#### [Data extracted from a collection]
────────────────────────────────────────

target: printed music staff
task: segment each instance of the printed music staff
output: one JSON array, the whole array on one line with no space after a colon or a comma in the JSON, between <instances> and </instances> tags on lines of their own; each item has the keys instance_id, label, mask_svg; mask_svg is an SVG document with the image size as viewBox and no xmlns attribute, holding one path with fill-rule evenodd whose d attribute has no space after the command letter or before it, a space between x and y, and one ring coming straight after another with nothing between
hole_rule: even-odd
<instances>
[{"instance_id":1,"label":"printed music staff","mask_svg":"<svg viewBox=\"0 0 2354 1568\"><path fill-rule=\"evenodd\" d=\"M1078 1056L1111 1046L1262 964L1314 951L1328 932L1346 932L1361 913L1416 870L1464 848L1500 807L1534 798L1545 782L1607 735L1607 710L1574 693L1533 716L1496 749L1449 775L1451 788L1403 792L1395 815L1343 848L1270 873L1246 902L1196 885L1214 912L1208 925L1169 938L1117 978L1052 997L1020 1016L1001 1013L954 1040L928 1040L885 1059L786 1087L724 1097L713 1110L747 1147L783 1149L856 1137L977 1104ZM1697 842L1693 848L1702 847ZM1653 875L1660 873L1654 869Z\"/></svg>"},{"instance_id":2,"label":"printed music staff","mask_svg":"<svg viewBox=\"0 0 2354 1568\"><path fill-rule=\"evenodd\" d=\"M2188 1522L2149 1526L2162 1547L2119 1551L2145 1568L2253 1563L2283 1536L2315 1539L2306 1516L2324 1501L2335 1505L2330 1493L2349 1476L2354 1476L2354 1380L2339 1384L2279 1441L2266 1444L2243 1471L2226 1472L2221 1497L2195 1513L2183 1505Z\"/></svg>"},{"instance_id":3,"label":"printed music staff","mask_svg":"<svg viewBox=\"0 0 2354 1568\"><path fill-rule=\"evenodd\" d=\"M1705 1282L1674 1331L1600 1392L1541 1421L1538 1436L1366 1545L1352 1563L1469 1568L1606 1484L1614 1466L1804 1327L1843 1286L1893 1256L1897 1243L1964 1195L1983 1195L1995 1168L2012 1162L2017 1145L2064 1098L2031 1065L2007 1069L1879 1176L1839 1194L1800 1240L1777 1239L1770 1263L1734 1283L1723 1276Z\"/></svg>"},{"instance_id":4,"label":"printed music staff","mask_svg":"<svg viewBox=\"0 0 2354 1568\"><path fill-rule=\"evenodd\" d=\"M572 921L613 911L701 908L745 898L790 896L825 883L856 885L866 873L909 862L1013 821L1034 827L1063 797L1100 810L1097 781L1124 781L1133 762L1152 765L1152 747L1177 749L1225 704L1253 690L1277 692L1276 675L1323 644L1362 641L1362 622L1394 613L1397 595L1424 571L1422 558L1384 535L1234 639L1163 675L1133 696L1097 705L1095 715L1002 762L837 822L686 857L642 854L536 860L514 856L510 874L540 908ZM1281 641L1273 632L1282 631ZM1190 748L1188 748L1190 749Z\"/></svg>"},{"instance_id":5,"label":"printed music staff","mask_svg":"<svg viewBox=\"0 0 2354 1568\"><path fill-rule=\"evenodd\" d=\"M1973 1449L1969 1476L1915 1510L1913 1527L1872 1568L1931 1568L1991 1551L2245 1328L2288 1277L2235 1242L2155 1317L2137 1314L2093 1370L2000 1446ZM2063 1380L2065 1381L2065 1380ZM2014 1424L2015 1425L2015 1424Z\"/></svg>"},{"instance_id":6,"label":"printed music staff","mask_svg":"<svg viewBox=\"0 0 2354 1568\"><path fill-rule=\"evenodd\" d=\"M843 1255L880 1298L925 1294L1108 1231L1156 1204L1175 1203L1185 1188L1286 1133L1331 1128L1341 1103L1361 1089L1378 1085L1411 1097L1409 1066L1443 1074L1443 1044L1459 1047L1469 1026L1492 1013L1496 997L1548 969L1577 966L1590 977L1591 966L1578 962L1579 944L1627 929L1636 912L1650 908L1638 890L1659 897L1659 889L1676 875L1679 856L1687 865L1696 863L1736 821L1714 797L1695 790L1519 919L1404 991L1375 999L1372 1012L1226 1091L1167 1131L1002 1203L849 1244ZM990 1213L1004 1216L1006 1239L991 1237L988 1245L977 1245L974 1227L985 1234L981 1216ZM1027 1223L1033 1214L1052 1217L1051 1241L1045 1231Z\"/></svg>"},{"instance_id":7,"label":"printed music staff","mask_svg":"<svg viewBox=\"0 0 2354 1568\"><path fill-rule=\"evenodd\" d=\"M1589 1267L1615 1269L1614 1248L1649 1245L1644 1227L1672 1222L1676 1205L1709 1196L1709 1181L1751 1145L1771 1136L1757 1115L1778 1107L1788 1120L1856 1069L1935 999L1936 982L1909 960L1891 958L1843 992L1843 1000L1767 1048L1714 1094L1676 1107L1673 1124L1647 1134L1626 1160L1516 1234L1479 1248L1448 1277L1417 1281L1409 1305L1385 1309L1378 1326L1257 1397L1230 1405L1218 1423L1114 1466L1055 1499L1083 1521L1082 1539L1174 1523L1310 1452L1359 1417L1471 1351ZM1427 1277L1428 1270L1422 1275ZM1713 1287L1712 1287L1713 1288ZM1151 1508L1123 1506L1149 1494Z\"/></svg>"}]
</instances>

────────────────────────────────────────

#### [Work task]
Search the entries for the word "instances", then gather every line that has it.

#### [Task solution]
output: one JSON array, the whole array on one line with no space after a colon or a comma in the JSON, between <instances> and </instances> tags on lines of their own; each item has the keys instance_id, label, mask_svg; mask_svg is an SVG document with the image size as viewBox and no xmlns attribute, holding one path with fill-rule evenodd whose d attribute has no space after the command letter or before it, a space between x and y, and one ring coming straight after another with nothing between
<instances>
</instances>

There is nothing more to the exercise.